▶ **WORK INSTRUCTIONS**
Convert every line of the records below into a Markdown table with two columns, Line and Entry. Number the rows in order and omit blank lines.

^^^^^^^^^^^^^^^^

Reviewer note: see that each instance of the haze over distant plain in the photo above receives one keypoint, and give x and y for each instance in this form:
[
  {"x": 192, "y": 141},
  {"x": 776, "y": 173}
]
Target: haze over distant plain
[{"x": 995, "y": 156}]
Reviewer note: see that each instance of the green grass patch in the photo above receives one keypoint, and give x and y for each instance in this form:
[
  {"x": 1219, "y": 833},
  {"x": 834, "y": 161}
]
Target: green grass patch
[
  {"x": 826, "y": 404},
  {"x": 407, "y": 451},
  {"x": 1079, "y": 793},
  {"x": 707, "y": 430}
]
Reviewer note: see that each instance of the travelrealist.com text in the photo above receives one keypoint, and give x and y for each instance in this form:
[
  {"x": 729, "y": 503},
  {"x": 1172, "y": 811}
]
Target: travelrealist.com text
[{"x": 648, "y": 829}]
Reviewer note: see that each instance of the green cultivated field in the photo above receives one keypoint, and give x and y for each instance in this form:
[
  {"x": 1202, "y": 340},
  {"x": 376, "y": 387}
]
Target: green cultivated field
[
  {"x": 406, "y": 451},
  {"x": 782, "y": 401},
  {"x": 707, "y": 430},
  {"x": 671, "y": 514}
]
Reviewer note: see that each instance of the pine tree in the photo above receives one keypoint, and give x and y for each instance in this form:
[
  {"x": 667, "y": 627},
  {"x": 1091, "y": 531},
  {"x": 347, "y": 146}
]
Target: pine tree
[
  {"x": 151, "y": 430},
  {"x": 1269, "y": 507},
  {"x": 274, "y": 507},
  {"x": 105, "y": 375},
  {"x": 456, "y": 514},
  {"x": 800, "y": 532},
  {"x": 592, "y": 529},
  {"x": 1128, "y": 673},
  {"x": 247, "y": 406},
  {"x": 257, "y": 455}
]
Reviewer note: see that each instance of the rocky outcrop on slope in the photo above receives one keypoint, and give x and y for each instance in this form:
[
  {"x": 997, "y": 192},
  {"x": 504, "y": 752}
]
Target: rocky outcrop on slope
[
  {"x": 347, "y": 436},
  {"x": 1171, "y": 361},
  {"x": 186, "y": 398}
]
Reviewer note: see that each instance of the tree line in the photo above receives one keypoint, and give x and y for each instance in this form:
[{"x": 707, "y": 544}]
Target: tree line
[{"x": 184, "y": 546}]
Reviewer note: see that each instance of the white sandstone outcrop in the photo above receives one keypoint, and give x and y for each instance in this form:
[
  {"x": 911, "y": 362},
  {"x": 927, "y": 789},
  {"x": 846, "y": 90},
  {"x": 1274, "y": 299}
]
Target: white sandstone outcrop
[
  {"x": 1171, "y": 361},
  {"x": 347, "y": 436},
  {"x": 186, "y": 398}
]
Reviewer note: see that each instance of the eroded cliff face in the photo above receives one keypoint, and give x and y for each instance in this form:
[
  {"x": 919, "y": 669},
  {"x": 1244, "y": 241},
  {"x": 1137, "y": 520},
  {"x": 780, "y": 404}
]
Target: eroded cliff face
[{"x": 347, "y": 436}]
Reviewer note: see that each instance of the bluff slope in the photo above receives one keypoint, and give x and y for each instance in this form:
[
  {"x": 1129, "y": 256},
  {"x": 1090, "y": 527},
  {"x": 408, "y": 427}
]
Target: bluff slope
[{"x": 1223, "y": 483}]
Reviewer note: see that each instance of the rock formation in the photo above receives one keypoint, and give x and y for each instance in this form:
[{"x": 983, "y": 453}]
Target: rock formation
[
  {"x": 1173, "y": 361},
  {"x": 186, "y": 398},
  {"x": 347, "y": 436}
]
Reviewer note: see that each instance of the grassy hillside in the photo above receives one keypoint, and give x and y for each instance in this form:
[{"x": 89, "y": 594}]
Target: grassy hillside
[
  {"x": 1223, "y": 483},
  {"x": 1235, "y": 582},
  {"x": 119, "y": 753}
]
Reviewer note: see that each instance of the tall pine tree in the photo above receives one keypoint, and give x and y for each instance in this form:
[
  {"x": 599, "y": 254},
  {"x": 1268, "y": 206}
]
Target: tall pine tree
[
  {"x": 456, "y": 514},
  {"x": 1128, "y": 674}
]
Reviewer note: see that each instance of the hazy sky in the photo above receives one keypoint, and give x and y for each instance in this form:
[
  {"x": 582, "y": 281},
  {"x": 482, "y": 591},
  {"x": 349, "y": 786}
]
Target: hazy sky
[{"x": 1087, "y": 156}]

^^^^^^^^^^^^^^^^

▶ **IN RESPONSE**
| Line | Entry |
|---|---|
| 1 | Reviewer note: see that each instance of the haze over distant plain in the photo above receives one keypoint, and give x and y for each instance in this form: |
| 2 | [ |
| 3 |   {"x": 192, "y": 141}, |
| 4 |   {"x": 776, "y": 173} |
| 5 | ] |
| 6 | Target: haze over distant plain |
| 7 | [{"x": 995, "y": 156}] |
| 8 | Reviewer note: see that each instance of the green grass patch in the photo above receives one keypoint, and give x and y for each instance in this form: |
| 9 | [ |
| 10 |   {"x": 1219, "y": 833}, |
| 11 |   {"x": 834, "y": 161} |
| 12 | ] |
| 13 | Target: green grass patch |
| 14 | [ |
| 15 |   {"x": 826, "y": 404}, |
| 16 |   {"x": 407, "y": 451}, |
| 17 |   {"x": 1079, "y": 793}, |
| 18 |   {"x": 707, "y": 430} |
| 19 | ] |
| 20 | Reviewer note: see that each instance of the travelrealist.com text in the photo above receives one keypoint, and give x and y for each instance in this form: |
| 21 | [ |
| 22 |   {"x": 729, "y": 503}, |
| 23 |   {"x": 1172, "y": 811} |
| 24 | ] |
| 25 | Target: travelrealist.com text |
| 26 | [{"x": 648, "y": 829}] |
| 27 | Reviewer note: see that each instance of the green cultivated field in the photo above receives one keypoint, and give x and y for each instance in this form: |
| 28 | [ |
| 29 |   {"x": 1202, "y": 340}, |
| 30 |   {"x": 376, "y": 387} |
| 31 | ] |
| 32 | Target: green cultivated field |
| 33 | [ |
| 34 |   {"x": 406, "y": 451}, |
| 35 |   {"x": 782, "y": 401}, |
| 36 |   {"x": 707, "y": 430}, |
| 37 |   {"x": 671, "y": 514} |
| 38 | ] |
| 39 | Reviewer note: see that each instance of the pine tree in the photo above receives one keypoint, and give x and y for each instance in this form: |
| 40 | [ |
| 41 |   {"x": 667, "y": 627}, |
| 42 |   {"x": 1091, "y": 531}, |
| 43 |   {"x": 347, "y": 146} |
| 44 | ] |
| 45 | Target: pine tree |
| 46 | [ |
| 47 |   {"x": 151, "y": 430}, |
| 48 |   {"x": 1269, "y": 507}, |
| 49 |   {"x": 274, "y": 507}, |
| 50 |   {"x": 105, "y": 375}, |
| 51 |   {"x": 456, "y": 514}, |
| 52 |   {"x": 800, "y": 532}, |
| 53 |   {"x": 592, "y": 529}, |
| 54 |   {"x": 1128, "y": 673}, |
| 55 |   {"x": 247, "y": 406}, |
| 56 |   {"x": 257, "y": 455} |
| 57 | ] |
| 58 | Reviewer note: see that each instance of the rocky outcrop on slope in the photo above receives one keypoint, and give x and y for each instance in this form: |
| 59 | [ |
| 60 |   {"x": 997, "y": 192}, |
| 61 |   {"x": 504, "y": 752} |
| 62 | ] |
| 63 | Target: rocky outcrop on slope |
| 64 | [ |
| 65 |   {"x": 347, "y": 436}, |
| 66 |   {"x": 1171, "y": 361}, |
| 67 |   {"x": 186, "y": 398} |
| 68 | ] |
| 69 | Reviewer note: see that each instance of the tree line in the photo above receives one keypoint, and give x and y for each instance in this form: |
| 70 | [{"x": 707, "y": 544}] |
| 71 | Target: tree line |
| 72 | [{"x": 184, "y": 546}] |
| 73 | Reviewer note: see that each instance of the white sandstone outcrop in the photo above receives one keypoint, and give x and y for each instance in this form: |
| 74 | [ |
| 75 |   {"x": 911, "y": 362}, |
| 76 |   {"x": 927, "y": 789}, |
| 77 |   {"x": 846, "y": 90}, |
| 78 |   {"x": 1274, "y": 299} |
| 79 | ] |
| 80 | Target: white sandstone outcrop |
| 81 | [ |
| 82 |   {"x": 1171, "y": 361}, |
| 83 |   {"x": 347, "y": 436}, |
| 84 |   {"x": 186, "y": 398} |
| 85 | ] |
| 86 | Reviewer note: see that each instance of the eroded cliff face in the photo above receives one keypoint, and give x and y for each instance in this form: |
| 87 | [ |
| 88 |   {"x": 919, "y": 669}, |
| 89 |   {"x": 1244, "y": 241}, |
| 90 |   {"x": 1137, "y": 520}, |
| 91 |   {"x": 780, "y": 404} |
| 92 | ] |
| 93 | Target: eroded cliff face |
| 94 | [{"x": 347, "y": 436}] |
| 95 | Reviewer note: see that each instance of the bluff slope in the photo above receives one keypoint, and give x and y for each instance in this form: |
| 96 | [ |
| 97 |   {"x": 1129, "y": 256}, |
| 98 |   {"x": 1090, "y": 527}, |
| 99 |   {"x": 408, "y": 427} |
| 100 | ] |
| 101 | Target: bluff slope |
| 102 | [{"x": 1223, "y": 483}] |
| 103 | Reviewer note: see that each instance of the rock formation in the photo above receives one keypoint, and give x and y for each instance in this form: |
| 104 | [{"x": 983, "y": 453}] |
| 105 | Target: rock formation |
| 106 | [ |
| 107 |   {"x": 1173, "y": 361}, |
| 108 |   {"x": 186, "y": 398}, |
| 109 |   {"x": 347, "y": 436} |
| 110 | ] |
| 111 | Reviewer note: see that each instance of the grassy hillside in the photo above receives one keypoint, and give x and y for each instance in this form: |
| 112 | [{"x": 89, "y": 594}] |
| 113 | Target: grassy hillside |
| 114 | [ |
| 115 |   {"x": 1223, "y": 483}, |
| 116 |   {"x": 1235, "y": 582}, |
| 117 |   {"x": 119, "y": 753} |
| 118 | ] |
| 119 | Reviewer note: see that each instance of the tall pine tree in the photo above receives one keypoint, and give x and y for each instance in this form: |
| 120 | [ |
| 121 |   {"x": 599, "y": 254}, |
| 122 |   {"x": 1268, "y": 206} |
| 123 | ] |
| 124 | Target: tall pine tree |
| 125 | [ |
| 126 |   {"x": 456, "y": 514}, |
| 127 |   {"x": 1128, "y": 674} |
| 128 | ] |
| 129 | Reviewer note: see that each instance of the hazy sky in the photo above receives one keypoint, and give x and y for each instance in this form: |
| 130 | [ |
| 131 |   {"x": 582, "y": 281}, |
| 132 |   {"x": 482, "y": 591}, |
| 133 |   {"x": 349, "y": 786} |
| 134 | ] |
| 135 | Target: hazy sky |
| 136 | [{"x": 1087, "y": 156}] |